### Consigne
Recopiez le passage de l'entretien compris entre « Avant de préparer » et « votre musique ? », bornes incluses, en remplaçant « spectacle » par « concert ».

Thibault Eskalt : « On sent dans ma musique ma passion pour les grands espaces »

Sa voix rappelle Christophe, l’homme aux Mots bleus, mais son goût des voyages le rapproche de Gérard Manset. Thibault Eskalt poursuit les aventures musicales des pionniers de la pop en français, tout en les ancrant dans son époque, celle de Bon Iver et de Ry X, celle des réseaux sociaux et du changement climatique. Thibault Eskalt fait d’ailleurs tourner actuellement un spectacle intitulé « Le dernier homme sur terre », qui fait le lien entre musique, projections vidéo et performance en solitaire. Il s’explique…

« Le dernier homme sur terre », est-ce de l’anticipation ou un retour vers vos années de voyage en solitaire ?

Thibault Eskalt : « Disons que ce sont mes années de voyage en solitaire qui m’ont amené à créer ce récit d’anticipation. C’est une sorte d’autobiographie mêlée d’écologie, qui place mon personnage dans un territoire désertique, potentiellement détruit par un cataclysme climatique. »

Avant de préparer ce spectacle, vous avez passé une dizaine d’années à voyager. Que vous ont appris vos années de voyage ? Et comment ont-elles nourri votre musique ?

Thibault Eskalt : « En fait, pendant cette dizaine d’années, il y a eu des voyages mais aussi des temps de pause, des temps de travail… J’ai beaucoup erré avant de me stabiliser, avant de devenir l’homme que je suis maintenant. Il y a eu des expériences dans la forêt, des aventures en Islande, en Irlande, des road trips… J’ai beaucoup observé les paysages défiler sous mes yeux. Pendant ces voyages, j’ai beaucoup apprécié de voir les climats changer devant mes yeux : la brume se lève, la pluie arrive, elle passe, il y a un arc en ciel… J’aime l’idée de traverser les éléments et tout se prendre dans la face. Je voulais que ma musique soit exactement comme un voyage, que l’auditeur traverse différents climats en assistant au spectacle ou en écoutant mon disque. Je voulais que l’auditeur ait l’impression d’être dans un train qui traverse des contrées éloignées et qui donne envie de vivre et de voyager. »

Comment parvenez-vous à retranscrire dans votre musique la proximité avec les éléments à laquelle vous êtes parvenu pendant vos voyages ?

Thibault Eskalt : « Par le silence, par la sensation d’espace… On sent dans ma musique ma passion pour les grands espaces. On la sent aussi dans ma façon de la mettre en image et en scène. Je travaille la musique et la vidéo en même temps, ce qui donne à la première un aspect cinématographique. C’est en observant la nature, en l’observant à travers la fenêtre du train ou de la voiture, que j’ai choisi d’orienter ma musique dans ce sens-là, que j’ai conçu une musique à la fois climatique et cinématographique. »

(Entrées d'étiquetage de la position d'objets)
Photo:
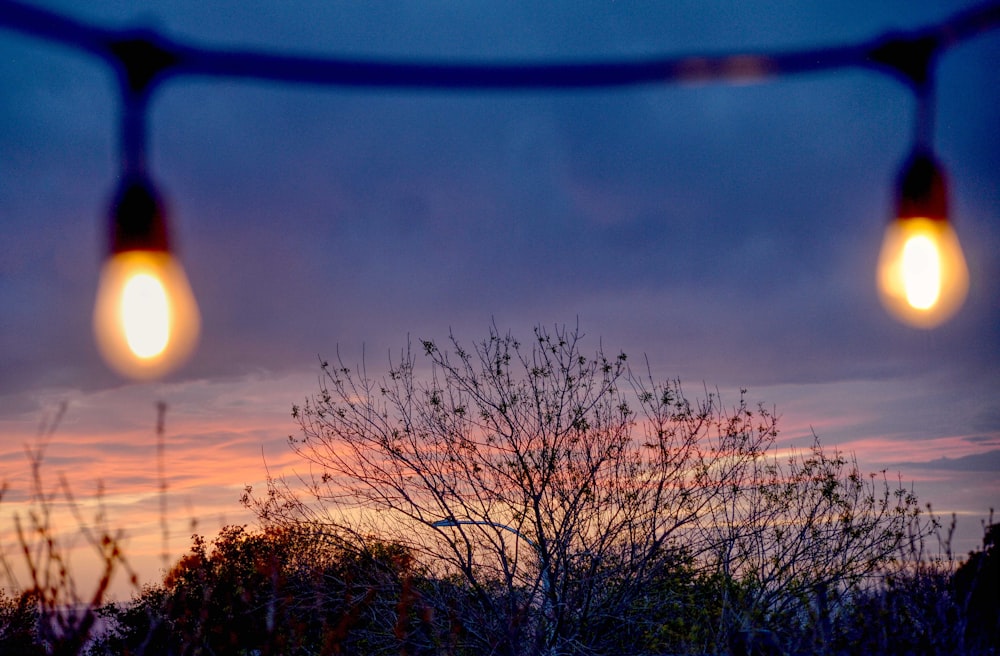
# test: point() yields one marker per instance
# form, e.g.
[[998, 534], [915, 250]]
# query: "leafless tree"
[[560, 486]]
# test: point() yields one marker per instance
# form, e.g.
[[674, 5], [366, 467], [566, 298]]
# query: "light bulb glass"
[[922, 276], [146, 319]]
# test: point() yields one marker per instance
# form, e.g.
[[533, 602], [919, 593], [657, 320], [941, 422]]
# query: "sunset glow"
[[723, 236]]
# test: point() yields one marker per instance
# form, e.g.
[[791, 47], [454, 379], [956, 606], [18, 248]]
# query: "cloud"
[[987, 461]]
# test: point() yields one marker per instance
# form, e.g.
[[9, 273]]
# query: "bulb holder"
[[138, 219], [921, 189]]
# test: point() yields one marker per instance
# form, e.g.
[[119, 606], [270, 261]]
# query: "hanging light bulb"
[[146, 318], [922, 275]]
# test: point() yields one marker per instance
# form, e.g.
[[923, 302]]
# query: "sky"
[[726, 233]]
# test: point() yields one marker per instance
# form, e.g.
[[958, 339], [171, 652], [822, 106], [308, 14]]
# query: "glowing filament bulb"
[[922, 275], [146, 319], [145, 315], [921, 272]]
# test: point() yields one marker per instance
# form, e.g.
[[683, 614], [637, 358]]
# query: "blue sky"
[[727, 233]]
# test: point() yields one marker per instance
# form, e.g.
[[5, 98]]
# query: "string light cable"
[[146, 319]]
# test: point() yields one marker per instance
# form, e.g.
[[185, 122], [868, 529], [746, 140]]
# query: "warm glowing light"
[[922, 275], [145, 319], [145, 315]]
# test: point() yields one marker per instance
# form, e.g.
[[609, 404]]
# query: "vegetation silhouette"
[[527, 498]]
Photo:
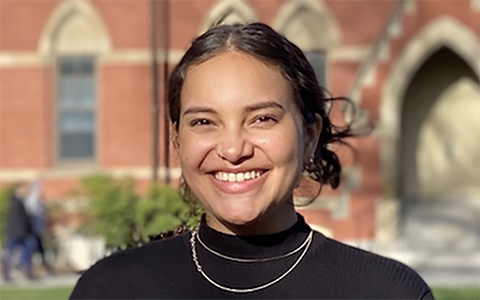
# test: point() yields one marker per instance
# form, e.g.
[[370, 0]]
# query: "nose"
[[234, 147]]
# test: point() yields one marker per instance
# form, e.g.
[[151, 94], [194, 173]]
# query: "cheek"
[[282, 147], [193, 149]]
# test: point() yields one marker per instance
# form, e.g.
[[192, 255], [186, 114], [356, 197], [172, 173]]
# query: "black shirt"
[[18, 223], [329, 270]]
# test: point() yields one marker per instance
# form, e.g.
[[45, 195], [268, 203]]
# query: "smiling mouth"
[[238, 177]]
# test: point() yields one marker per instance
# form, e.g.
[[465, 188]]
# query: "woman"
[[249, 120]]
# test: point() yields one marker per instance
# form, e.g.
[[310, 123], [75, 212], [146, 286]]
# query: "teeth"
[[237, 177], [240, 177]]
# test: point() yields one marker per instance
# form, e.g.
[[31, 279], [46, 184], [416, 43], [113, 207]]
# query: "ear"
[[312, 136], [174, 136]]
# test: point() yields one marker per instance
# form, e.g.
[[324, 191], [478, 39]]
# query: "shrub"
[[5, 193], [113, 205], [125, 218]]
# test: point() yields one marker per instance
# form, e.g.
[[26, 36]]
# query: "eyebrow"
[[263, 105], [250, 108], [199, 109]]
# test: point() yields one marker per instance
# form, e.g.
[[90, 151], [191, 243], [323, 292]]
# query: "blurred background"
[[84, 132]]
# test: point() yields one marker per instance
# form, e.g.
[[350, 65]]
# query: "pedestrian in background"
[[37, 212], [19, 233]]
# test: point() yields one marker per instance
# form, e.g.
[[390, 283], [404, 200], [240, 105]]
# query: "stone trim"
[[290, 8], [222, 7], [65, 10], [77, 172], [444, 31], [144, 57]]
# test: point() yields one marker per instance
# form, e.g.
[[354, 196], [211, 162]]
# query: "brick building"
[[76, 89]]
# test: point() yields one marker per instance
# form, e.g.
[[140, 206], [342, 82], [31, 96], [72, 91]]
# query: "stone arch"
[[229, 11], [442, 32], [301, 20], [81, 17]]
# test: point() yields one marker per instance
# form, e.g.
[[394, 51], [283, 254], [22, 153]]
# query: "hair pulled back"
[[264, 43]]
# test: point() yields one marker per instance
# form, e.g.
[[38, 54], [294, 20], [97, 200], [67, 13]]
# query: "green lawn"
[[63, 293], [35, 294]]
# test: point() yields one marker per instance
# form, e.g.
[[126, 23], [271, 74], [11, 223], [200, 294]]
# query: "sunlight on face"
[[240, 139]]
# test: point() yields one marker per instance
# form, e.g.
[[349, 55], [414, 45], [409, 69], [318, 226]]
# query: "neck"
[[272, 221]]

### Réponse attendue
Avant de préparer ce concert, vous avez passé une dizaine d’années à voyager. Que vous ont appris vos années de voyage ? Et comment ont-elles nourri votre musique ?